Search the records for the string "ornate" and copy every line in which it appears.

**** GIVEN ENTRIES

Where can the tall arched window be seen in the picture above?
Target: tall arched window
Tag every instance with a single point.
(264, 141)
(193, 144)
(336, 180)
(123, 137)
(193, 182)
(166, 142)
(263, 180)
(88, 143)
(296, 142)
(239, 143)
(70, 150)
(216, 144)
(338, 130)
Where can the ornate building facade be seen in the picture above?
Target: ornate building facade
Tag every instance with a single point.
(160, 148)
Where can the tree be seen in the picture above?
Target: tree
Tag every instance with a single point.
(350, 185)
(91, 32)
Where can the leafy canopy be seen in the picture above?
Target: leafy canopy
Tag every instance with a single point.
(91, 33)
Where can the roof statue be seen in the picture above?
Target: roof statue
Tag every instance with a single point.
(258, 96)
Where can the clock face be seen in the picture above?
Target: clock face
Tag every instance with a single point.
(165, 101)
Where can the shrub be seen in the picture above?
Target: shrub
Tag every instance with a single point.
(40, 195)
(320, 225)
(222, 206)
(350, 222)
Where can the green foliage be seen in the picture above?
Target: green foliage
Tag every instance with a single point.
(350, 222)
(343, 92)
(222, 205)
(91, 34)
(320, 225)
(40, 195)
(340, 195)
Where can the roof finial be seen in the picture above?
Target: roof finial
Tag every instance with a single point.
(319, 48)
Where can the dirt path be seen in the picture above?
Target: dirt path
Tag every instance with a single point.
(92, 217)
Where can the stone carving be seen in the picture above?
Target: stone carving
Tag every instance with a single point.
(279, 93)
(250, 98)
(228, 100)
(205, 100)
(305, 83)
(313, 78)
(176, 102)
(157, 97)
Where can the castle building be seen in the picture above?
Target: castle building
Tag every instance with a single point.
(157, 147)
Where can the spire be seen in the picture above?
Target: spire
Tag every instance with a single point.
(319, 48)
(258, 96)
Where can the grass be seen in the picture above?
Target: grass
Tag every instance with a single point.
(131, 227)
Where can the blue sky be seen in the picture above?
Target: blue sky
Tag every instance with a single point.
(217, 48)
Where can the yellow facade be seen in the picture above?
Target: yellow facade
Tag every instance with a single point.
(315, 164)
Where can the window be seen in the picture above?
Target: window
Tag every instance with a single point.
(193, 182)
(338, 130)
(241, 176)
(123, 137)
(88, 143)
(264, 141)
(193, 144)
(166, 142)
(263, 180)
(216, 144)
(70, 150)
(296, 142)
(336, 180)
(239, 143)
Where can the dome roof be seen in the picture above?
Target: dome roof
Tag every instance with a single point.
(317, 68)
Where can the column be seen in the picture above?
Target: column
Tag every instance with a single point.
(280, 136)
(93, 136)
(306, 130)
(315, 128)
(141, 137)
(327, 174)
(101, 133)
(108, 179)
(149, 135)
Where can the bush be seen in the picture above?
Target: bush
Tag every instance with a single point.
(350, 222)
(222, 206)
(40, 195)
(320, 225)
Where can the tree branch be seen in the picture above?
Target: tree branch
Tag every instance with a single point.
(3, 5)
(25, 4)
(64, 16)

********

*SOLUTION TO THIS EXERCISE*.
Where can the ornate building facade be seen in the picture above?
Target: ornate building facade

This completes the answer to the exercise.